▸ Provided entries:
···
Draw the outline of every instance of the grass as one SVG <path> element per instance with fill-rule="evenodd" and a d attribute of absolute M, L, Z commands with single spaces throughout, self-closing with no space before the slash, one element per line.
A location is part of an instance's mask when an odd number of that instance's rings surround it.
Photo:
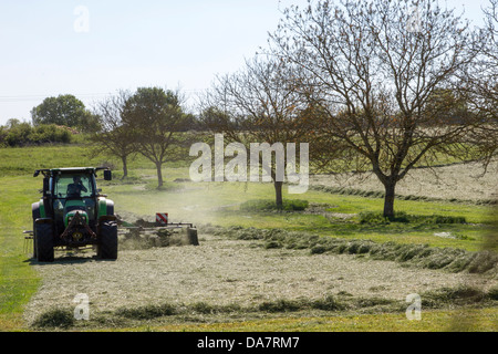
<path fill-rule="evenodd" d="M 30 205 L 39 198 L 41 178 L 33 179 L 37 168 L 96 166 L 112 164 L 114 176 L 121 177 L 118 160 L 105 156 L 95 157 L 83 145 L 46 146 L 0 149 L 0 329 L 3 331 L 25 330 L 22 313 L 24 305 L 41 283 L 38 273 L 30 267 L 24 252 L 22 230 L 31 229 Z M 388 259 L 416 267 L 447 269 L 450 271 L 486 271 L 496 253 L 479 253 L 484 259 L 474 259 L 469 254 L 483 247 L 488 232 L 486 226 L 495 221 L 488 205 L 450 202 L 448 200 L 427 200 L 405 198 L 395 201 L 398 219 L 385 220 L 380 217 L 383 204 L 378 196 L 360 194 L 339 194 L 331 190 L 311 189 L 303 195 L 304 201 L 291 202 L 292 211 L 273 210 L 271 204 L 248 199 L 268 200 L 274 190 L 271 184 L 176 183 L 188 178 L 188 167 L 181 163 L 166 164 L 164 176 L 166 185 L 157 190 L 155 169 L 143 157 L 131 163 L 129 177 L 124 180 L 102 183 L 104 192 L 115 201 L 116 212 L 153 217 L 157 211 L 169 212 L 173 221 L 195 221 L 199 225 L 214 223 L 229 228 L 238 226 L 243 230 L 239 237 L 261 239 L 266 248 L 307 248 L 310 253 L 336 252 L 359 257 Z M 284 188 L 286 189 L 286 188 Z M 295 195 L 284 191 L 284 200 L 295 199 Z M 323 206 L 321 214 L 310 214 L 304 206 Z M 272 209 L 272 211 L 268 211 Z M 298 211 L 297 211 L 298 210 Z M 334 215 L 351 215 L 341 219 Z M 252 227 L 252 229 L 247 229 Z M 279 235 L 261 235 L 263 229 L 283 229 Z M 293 237 L 311 235 L 310 239 Z M 266 235 L 266 233 L 264 233 Z M 264 238 L 266 237 L 266 238 Z M 429 252 L 430 254 L 425 254 Z M 429 257 L 429 256 L 433 256 Z M 477 256 L 474 256 L 477 257 Z M 488 259 L 486 259 L 488 257 Z M 473 263 L 474 262 L 474 263 Z M 474 269 L 473 269 L 474 267 Z M 480 268 L 479 268 L 480 267 Z M 496 300 L 497 290 L 485 294 Z M 436 310 L 448 302 L 463 298 L 463 290 L 442 290 L 432 294 L 424 305 L 423 321 L 412 322 L 400 313 L 382 313 L 382 309 L 394 311 L 397 303 L 382 303 L 378 299 L 356 300 L 325 296 L 320 300 L 290 301 L 276 299 L 260 304 L 257 309 L 240 309 L 236 304 L 226 306 L 209 303 L 190 305 L 159 304 L 137 309 L 121 309 L 117 315 L 120 329 L 126 329 L 126 321 L 176 316 L 178 324 L 157 324 L 157 330 L 168 331 L 446 331 L 463 310 Z M 471 294 L 471 292 L 470 292 Z M 475 298 L 483 294 L 475 293 Z M 470 296 L 471 298 L 471 296 Z M 446 299 L 446 300 L 445 300 Z M 453 299 L 453 300 L 452 300 Z M 445 302 L 447 301 L 447 302 Z M 342 313 L 345 308 L 380 309 L 375 314 L 351 315 Z M 433 310 L 434 309 L 434 310 Z M 39 319 L 40 327 L 72 327 L 75 324 L 66 316 L 69 309 L 51 309 L 45 317 Z M 303 311 L 307 311 L 304 315 Z M 322 311 L 309 316 L 310 311 Z M 333 312 L 334 315 L 330 315 Z M 64 314 L 65 313 L 65 314 Z M 245 321 L 247 314 L 255 314 Z M 468 310 L 471 323 L 465 329 L 494 331 L 497 309 Z M 222 314 L 218 323 L 188 324 L 189 316 L 203 320 L 203 316 Z M 227 315 L 228 314 L 228 315 Z M 227 323 L 235 314 L 237 321 Z M 238 317 L 242 314 L 241 317 Z M 278 315 L 271 317 L 269 315 Z M 260 319 L 262 316 L 262 319 Z M 279 317 L 282 316 L 282 317 Z M 250 316 L 249 316 L 250 317 Z M 199 321 L 200 321 L 199 320 Z M 452 320 L 452 321 L 449 321 Z M 114 329 L 103 317 L 97 327 Z M 449 322 L 448 322 L 449 321 Z M 191 322 L 191 321 L 190 321 Z M 458 321 L 455 321 L 457 323 Z M 461 321 L 460 321 L 461 322 Z M 453 322 L 452 322 L 453 323 Z M 134 323 L 133 329 L 139 329 Z M 458 326 L 453 326 L 457 329 Z"/>
<path fill-rule="evenodd" d="M 24 254 L 22 230 L 31 229 L 31 202 L 38 198 L 28 178 L 0 178 L 0 327 L 17 329 L 40 279 Z"/>

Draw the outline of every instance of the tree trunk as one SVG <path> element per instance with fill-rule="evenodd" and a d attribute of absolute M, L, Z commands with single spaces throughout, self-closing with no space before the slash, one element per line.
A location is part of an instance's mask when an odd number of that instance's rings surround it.
<path fill-rule="evenodd" d="M 126 156 L 122 156 L 121 160 L 123 162 L 123 178 L 122 179 L 124 179 L 124 178 L 128 177 L 128 162 L 127 162 Z"/>
<path fill-rule="evenodd" d="M 396 188 L 396 183 L 387 180 L 384 184 L 385 197 L 384 197 L 384 217 L 393 219 L 394 218 L 394 189 Z"/>
<path fill-rule="evenodd" d="M 162 163 L 156 163 L 156 169 L 157 169 L 157 188 L 163 187 L 163 171 L 160 169 Z"/>
<path fill-rule="evenodd" d="M 276 199 L 276 204 L 278 208 L 281 208 L 283 206 L 283 200 L 282 200 L 282 185 L 283 181 L 274 181 L 273 183 L 273 187 L 274 187 L 274 199 Z"/>

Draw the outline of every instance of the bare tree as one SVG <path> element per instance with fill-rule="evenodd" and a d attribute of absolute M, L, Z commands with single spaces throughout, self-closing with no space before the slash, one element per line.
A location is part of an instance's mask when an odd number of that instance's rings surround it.
<path fill-rule="evenodd" d="M 274 152 L 274 158 L 269 164 L 262 158 L 260 166 L 273 181 L 278 207 L 283 202 L 281 174 L 288 162 L 281 147 L 308 143 L 312 129 L 303 114 L 305 105 L 293 87 L 293 75 L 283 61 L 256 56 L 246 61 L 242 70 L 218 76 L 204 102 L 203 121 L 210 131 L 224 133 L 228 143 L 237 142 L 248 149 L 251 143 L 260 143 Z"/>
<path fill-rule="evenodd" d="M 460 97 L 438 96 L 474 64 L 473 34 L 435 0 L 310 1 L 284 10 L 269 44 L 302 69 L 302 93 L 322 121 L 321 159 L 333 170 L 370 168 L 393 217 L 396 184 L 414 166 L 474 152 L 465 137 L 478 119 L 463 110 L 458 124 L 447 122 L 442 113 Z"/>
<path fill-rule="evenodd" d="M 97 152 L 104 150 L 121 158 L 123 178 L 128 175 L 128 156 L 136 152 L 133 132 L 123 122 L 123 110 L 129 97 L 129 92 L 120 91 L 97 103 L 94 114 L 100 117 L 101 131 L 92 136 L 92 140 L 97 144 Z"/>

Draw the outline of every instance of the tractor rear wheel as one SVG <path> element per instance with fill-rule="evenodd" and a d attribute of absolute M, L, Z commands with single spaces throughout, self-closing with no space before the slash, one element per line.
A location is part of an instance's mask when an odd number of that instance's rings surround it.
<path fill-rule="evenodd" d="M 34 223 L 34 246 L 39 262 L 53 262 L 53 235 L 52 223 Z"/>
<path fill-rule="evenodd" d="M 105 221 L 100 226 L 97 256 L 102 259 L 117 259 L 117 223 Z"/>

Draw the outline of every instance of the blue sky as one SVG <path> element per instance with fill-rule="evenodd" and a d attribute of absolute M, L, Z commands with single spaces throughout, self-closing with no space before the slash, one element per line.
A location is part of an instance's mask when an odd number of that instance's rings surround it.
<path fill-rule="evenodd" d="M 476 24 L 487 0 L 439 0 Z M 138 86 L 190 97 L 216 74 L 266 46 L 279 9 L 305 0 L 2 0 L 0 125 L 30 121 L 48 96 L 74 94 L 91 108 Z"/>

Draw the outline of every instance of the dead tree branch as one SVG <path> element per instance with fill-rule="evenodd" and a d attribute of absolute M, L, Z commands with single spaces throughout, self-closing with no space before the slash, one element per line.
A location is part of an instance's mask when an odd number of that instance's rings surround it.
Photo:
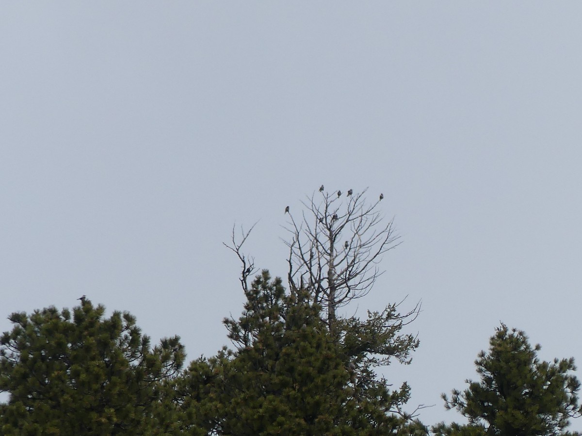
<path fill-rule="evenodd" d="M 291 234 L 288 280 L 292 290 L 307 287 L 315 302 L 327 310 L 331 324 L 336 312 L 353 299 L 367 295 L 384 271 L 378 265 L 382 255 L 399 244 L 393 220 L 383 222 L 377 210 L 384 196 L 371 205 L 364 194 L 352 190 L 320 191 L 303 202 L 300 219 L 289 213 L 285 229 Z"/>

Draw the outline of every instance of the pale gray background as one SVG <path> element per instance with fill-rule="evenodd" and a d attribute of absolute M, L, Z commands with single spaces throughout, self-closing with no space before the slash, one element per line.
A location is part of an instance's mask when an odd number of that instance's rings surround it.
<path fill-rule="evenodd" d="M 582 362 L 580 3 L 0 5 L 0 330 L 86 294 L 212 355 L 233 224 L 285 274 L 283 209 L 324 183 L 395 216 L 358 308 L 422 299 L 385 373 L 425 423 L 500 320 Z"/>

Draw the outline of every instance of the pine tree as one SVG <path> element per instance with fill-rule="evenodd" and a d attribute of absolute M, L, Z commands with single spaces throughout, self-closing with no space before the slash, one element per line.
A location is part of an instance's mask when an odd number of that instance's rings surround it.
<path fill-rule="evenodd" d="M 235 349 L 193 362 L 182 381 L 190 434 L 385 435 L 406 427 L 390 413 L 402 399 L 349 364 L 307 291 L 287 294 L 264 270 L 246 296 L 242 316 L 224 320 Z M 410 429 L 403 434 L 425 433 Z"/>
<path fill-rule="evenodd" d="M 573 359 L 552 363 L 537 358 L 539 345 L 532 348 L 525 333 L 502 324 L 489 341 L 488 352 L 475 361 L 480 381 L 467 380 L 463 392 L 452 391 L 447 409 L 456 408 L 468 425 L 441 423 L 436 435 L 474 436 L 552 436 L 565 431 L 570 417 L 580 415 L 580 383 L 572 371 Z"/>
<path fill-rule="evenodd" d="M 0 338 L 3 435 L 154 435 L 170 431 L 165 381 L 184 352 L 178 337 L 151 349 L 129 313 L 105 318 L 81 302 L 72 314 L 51 306 L 15 313 Z"/>

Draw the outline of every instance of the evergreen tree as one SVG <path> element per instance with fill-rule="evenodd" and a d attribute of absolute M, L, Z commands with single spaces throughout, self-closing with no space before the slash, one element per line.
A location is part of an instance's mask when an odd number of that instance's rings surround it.
<path fill-rule="evenodd" d="M 155 435 L 172 430 L 166 383 L 183 364 L 175 337 L 151 349 L 130 314 L 81 301 L 15 313 L 0 338 L 3 435 Z M 164 406 L 168 406 L 166 410 Z"/>
<path fill-rule="evenodd" d="M 288 295 L 264 270 L 246 296 L 224 320 L 236 349 L 193 362 L 182 380 L 189 434 L 425 433 L 392 413 L 403 398 L 350 362 L 308 292 Z"/>
<path fill-rule="evenodd" d="M 502 324 L 489 341 L 488 352 L 475 361 L 480 381 L 467 380 L 463 392 L 455 389 L 447 409 L 456 408 L 468 425 L 441 423 L 432 428 L 439 436 L 546 436 L 569 435 L 570 417 L 580 415 L 580 383 L 572 371 L 574 359 L 552 363 L 537 358 L 526 334 Z"/>

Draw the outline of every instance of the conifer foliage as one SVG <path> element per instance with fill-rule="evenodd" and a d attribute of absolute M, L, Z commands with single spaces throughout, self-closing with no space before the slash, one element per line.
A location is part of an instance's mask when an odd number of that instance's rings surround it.
<path fill-rule="evenodd" d="M 72 314 L 51 306 L 10 316 L 14 327 L 0 338 L 0 391 L 9 394 L 0 434 L 154 435 L 171 427 L 161 405 L 184 359 L 179 338 L 152 349 L 133 316 L 104 312 L 87 300 Z"/>
<path fill-rule="evenodd" d="M 580 416 L 580 383 L 571 373 L 573 359 L 540 362 L 539 345 L 530 345 L 526 334 L 502 324 L 489 341 L 488 352 L 475 361 L 480 381 L 467 380 L 463 392 L 452 391 L 448 409 L 456 408 L 468 425 L 441 423 L 437 436 L 482 435 L 549 436 L 569 435 L 569 419 Z"/>
<path fill-rule="evenodd" d="M 287 294 L 263 270 L 246 296 L 242 316 L 224 320 L 235 350 L 193 362 L 183 379 L 185 414 L 198 417 L 198 428 L 254 436 L 395 434 L 407 427 L 390 412 L 407 398 L 353 364 L 308 291 Z"/>

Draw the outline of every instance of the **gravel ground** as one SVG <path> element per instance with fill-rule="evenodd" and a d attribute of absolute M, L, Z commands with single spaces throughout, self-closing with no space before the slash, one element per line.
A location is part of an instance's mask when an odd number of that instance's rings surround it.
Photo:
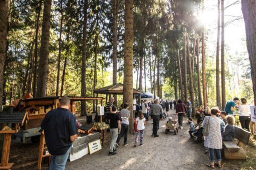
<path fill-rule="evenodd" d="M 173 118 L 173 110 L 170 115 Z M 70 162 L 68 160 L 66 170 L 211 170 L 205 164 L 208 162 L 208 154 L 204 154 L 203 144 L 195 144 L 190 138 L 187 118 L 184 118 L 184 129 L 179 130 L 177 135 L 169 132 L 165 134 L 167 120 L 160 121 L 159 138 L 151 136 L 153 124 L 150 120 L 146 125 L 143 146 L 133 147 L 135 135 L 129 134 L 127 146 L 123 146 L 122 138 L 117 154 L 109 156 L 110 133 L 105 133 L 105 144 L 103 149 L 91 155 Z M 21 144 L 12 141 L 9 162 L 14 162 L 12 170 L 36 170 L 39 144 Z M 248 160 L 247 160 L 248 161 Z M 240 170 L 247 162 L 223 160 L 222 169 Z M 42 170 L 47 170 L 46 164 Z M 215 168 L 216 169 L 220 169 Z M 253 170 L 253 168 L 246 169 Z"/>

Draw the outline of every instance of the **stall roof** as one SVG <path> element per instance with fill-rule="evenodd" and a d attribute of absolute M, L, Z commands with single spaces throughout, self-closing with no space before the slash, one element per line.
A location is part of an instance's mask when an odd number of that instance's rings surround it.
<path fill-rule="evenodd" d="M 67 96 L 69 98 L 70 100 L 72 101 L 81 101 L 81 100 L 101 100 L 104 98 L 101 97 L 87 97 L 82 96 Z M 23 99 L 23 101 L 33 101 L 33 100 L 53 100 L 57 98 L 61 98 L 61 96 L 51 96 L 43 98 L 35 98 L 28 99 Z"/>
<path fill-rule="evenodd" d="M 0 123 L 23 124 L 26 116 L 25 112 L 0 112 Z"/>
<path fill-rule="evenodd" d="M 96 89 L 94 90 L 95 94 L 123 94 L 124 84 L 118 82 L 112 85 L 106 87 Z M 133 88 L 133 94 L 142 94 L 143 92 L 137 89 Z"/>

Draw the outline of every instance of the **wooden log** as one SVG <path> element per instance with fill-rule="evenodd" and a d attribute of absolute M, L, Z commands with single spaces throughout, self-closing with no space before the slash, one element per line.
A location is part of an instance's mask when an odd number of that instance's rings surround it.
<path fill-rule="evenodd" d="M 237 146 L 237 145 L 233 142 L 223 141 L 223 144 L 227 148 L 227 150 L 230 152 L 237 152 L 240 149 L 240 147 Z"/>
<path fill-rule="evenodd" d="M 224 147 L 224 158 L 227 160 L 246 160 L 246 154 L 242 148 L 240 148 L 237 152 L 230 152 Z"/>

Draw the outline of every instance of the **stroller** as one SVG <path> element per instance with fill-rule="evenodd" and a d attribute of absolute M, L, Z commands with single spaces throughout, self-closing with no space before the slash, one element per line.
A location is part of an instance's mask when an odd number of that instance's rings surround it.
<path fill-rule="evenodd" d="M 172 118 L 171 117 L 169 117 L 169 120 L 167 122 L 165 126 L 166 126 L 166 129 L 165 130 L 165 134 L 167 134 L 168 132 L 170 132 L 170 130 L 173 130 L 173 132 L 174 132 L 174 134 L 176 135 L 177 133 L 178 132 L 177 124 L 178 121 L 175 120 L 176 116 L 177 114 L 174 114 L 174 120 L 172 120 Z"/>

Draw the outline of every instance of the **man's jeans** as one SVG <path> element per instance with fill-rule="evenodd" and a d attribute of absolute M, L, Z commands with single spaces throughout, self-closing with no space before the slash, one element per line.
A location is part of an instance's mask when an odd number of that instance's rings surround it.
<path fill-rule="evenodd" d="M 116 142 L 119 144 L 120 142 L 121 138 L 123 134 L 124 134 L 124 144 L 127 143 L 128 129 L 129 124 L 121 124 L 121 132 L 118 134 Z"/>
<path fill-rule="evenodd" d="M 66 163 L 69 158 L 69 152 L 72 146 L 69 148 L 66 154 L 60 156 L 52 154 L 52 160 L 50 165 L 50 170 L 64 170 Z"/>
<path fill-rule="evenodd" d="M 157 134 L 157 130 L 159 128 L 160 116 L 151 115 L 153 118 L 153 134 Z"/>
<path fill-rule="evenodd" d="M 210 157 L 210 162 L 214 162 L 214 152 L 216 153 L 217 161 L 221 161 L 221 154 L 220 150 L 221 150 L 219 149 L 209 148 L 209 156 Z"/>
<path fill-rule="evenodd" d="M 111 134 L 111 142 L 109 147 L 109 152 L 112 152 L 113 150 L 116 149 L 116 141 L 118 136 L 118 128 L 110 128 Z"/>

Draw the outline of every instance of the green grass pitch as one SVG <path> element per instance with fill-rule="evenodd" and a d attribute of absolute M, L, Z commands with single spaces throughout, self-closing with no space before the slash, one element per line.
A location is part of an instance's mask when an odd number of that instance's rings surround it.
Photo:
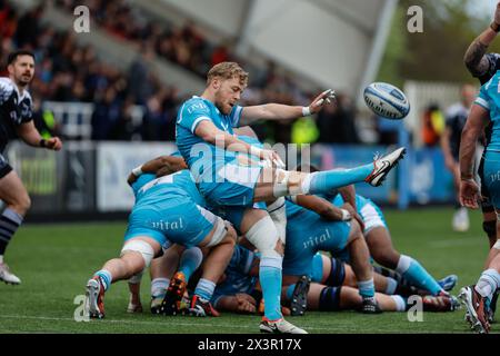
<path fill-rule="evenodd" d="M 471 214 L 468 233 L 451 231 L 451 208 L 388 210 L 394 246 L 422 263 L 437 278 L 457 274 L 461 286 L 474 283 L 482 270 L 488 241 L 480 212 Z M 126 222 L 29 225 L 21 227 L 6 255 L 22 285 L 0 285 L 0 333 L 258 333 L 259 316 L 223 313 L 219 318 L 161 317 L 149 314 L 149 278 L 142 281 L 144 313 L 126 313 L 126 283 L 107 294 L 103 320 L 76 322 L 73 304 L 83 295 L 93 271 L 118 256 Z M 463 308 L 424 313 L 410 323 L 406 313 L 366 316 L 354 312 L 313 313 L 290 320 L 310 333 L 471 333 Z M 500 330 L 498 324 L 492 332 Z"/>

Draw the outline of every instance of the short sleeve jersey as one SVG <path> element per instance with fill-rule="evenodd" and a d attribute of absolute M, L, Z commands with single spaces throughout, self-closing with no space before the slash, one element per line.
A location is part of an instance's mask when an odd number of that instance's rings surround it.
<path fill-rule="evenodd" d="M 33 118 L 32 100 L 24 90 L 22 95 L 9 78 L 0 78 L 0 152 L 10 139 L 17 137 L 16 128 Z"/>
<path fill-rule="evenodd" d="M 177 116 L 176 144 L 189 167 L 203 158 L 201 152 L 206 152 L 204 150 L 213 155 L 212 157 L 227 156 L 214 145 L 194 134 L 198 125 L 204 120 L 211 121 L 220 130 L 233 135 L 232 129 L 239 126 L 242 109 L 240 106 L 234 106 L 229 115 L 223 115 L 211 101 L 200 97 L 192 97 L 181 106 Z"/>

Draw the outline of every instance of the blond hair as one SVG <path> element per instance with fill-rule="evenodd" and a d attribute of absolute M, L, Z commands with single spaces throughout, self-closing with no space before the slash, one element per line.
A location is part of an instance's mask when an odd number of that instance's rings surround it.
<path fill-rule="evenodd" d="M 239 78 L 240 85 L 246 87 L 248 85 L 248 72 L 236 62 L 221 62 L 213 66 L 207 75 L 207 86 L 216 78 L 223 80 Z"/>

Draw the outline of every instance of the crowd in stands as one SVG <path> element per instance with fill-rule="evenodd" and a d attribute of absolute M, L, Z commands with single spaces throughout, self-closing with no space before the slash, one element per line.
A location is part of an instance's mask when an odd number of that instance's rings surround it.
<path fill-rule="evenodd" d="M 56 1 L 56 6 L 71 13 L 79 4 L 77 0 Z M 153 75 L 153 59 L 177 63 L 203 78 L 211 66 L 226 60 L 237 60 L 247 68 L 247 63 L 238 59 L 228 46 L 209 42 L 192 22 L 176 28 L 163 21 L 151 21 L 123 0 L 91 0 L 86 1 L 86 6 L 94 23 L 138 49 L 140 55 L 128 72 L 100 60 L 92 46 L 79 44 L 77 33 L 58 31 L 43 23 L 43 4 L 21 14 L 3 0 L 0 0 L 0 70 L 1 76 L 7 75 L 4 63 L 11 50 L 33 50 L 37 68 L 30 87 L 32 96 L 52 101 L 93 102 L 92 139 L 174 139 L 177 109 L 186 98 L 179 95 L 178 88 L 166 86 Z M 279 72 L 272 61 L 264 68 L 251 68 L 251 86 L 243 95 L 244 105 L 304 105 L 317 93 L 300 90 L 293 79 Z M 137 105 L 144 112 L 139 127 L 132 123 L 131 118 Z M 348 97 L 341 96 L 337 106 L 324 110 L 317 119 L 313 125 L 318 135 L 306 137 L 306 141 L 359 141 L 353 106 Z M 293 125 L 268 122 L 254 128 L 270 141 L 290 142 Z"/>

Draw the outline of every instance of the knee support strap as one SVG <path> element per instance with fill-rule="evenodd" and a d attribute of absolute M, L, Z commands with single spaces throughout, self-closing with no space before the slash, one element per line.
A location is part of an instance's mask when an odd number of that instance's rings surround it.
<path fill-rule="evenodd" d="M 226 237 L 226 234 L 228 233 L 228 229 L 226 227 L 224 220 L 222 218 L 217 217 L 216 221 L 213 222 L 216 226 L 216 231 L 212 235 L 212 239 L 207 245 L 207 247 L 213 247 L 220 244 L 222 239 Z"/>
<path fill-rule="evenodd" d="M 287 241 L 287 210 L 284 197 L 278 198 L 274 202 L 268 205 L 268 212 L 278 229 L 281 243 L 284 245 Z"/>
<path fill-rule="evenodd" d="M 124 244 L 123 248 L 121 249 L 121 255 L 126 251 L 134 251 L 141 254 L 142 258 L 144 259 L 146 267 L 149 267 L 151 264 L 151 260 L 154 257 L 154 249 L 151 245 L 143 240 L 131 240 Z"/>
<path fill-rule="evenodd" d="M 279 257 L 281 255 L 274 249 L 278 243 L 278 229 L 269 216 L 260 219 L 246 234 L 247 239 L 256 246 L 262 257 Z"/>

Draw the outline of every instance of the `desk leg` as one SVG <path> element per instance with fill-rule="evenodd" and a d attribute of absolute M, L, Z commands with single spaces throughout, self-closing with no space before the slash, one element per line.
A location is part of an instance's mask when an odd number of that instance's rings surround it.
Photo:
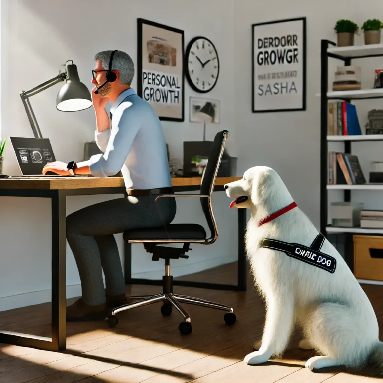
···
▸ What to do: Copy the lines from the line with "Draw the outline of every instance of the tree" up to and including the line with "396 188 L 396", swapping "tree trunk" for "tree stem" and leaving everything else the same.

▸ Written answer:
Draw the outline of every instance of the tree stem as one SVG <path> element per instance with fill-rule="evenodd" and a d attribute of absolute M, L, Z commands with single spaces throughout, self-closing with no space before the slash, one element per line.
A location is part of an instance's mask when an odd number of that instance's rings surround it.
<path fill-rule="evenodd" d="M 126 156 L 122 156 L 121 160 L 123 162 L 123 178 L 122 179 L 124 179 L 124 178 L 128 177 L 128 162 L 127 162 Z"/>
<path fill-rule="evenodd" d="M 396 188 L 396 183 L 387 180 L 384 184 L 385 197 L 384 197 L 384 217 L 393 219 L 394 218 L 394 189 Z"/>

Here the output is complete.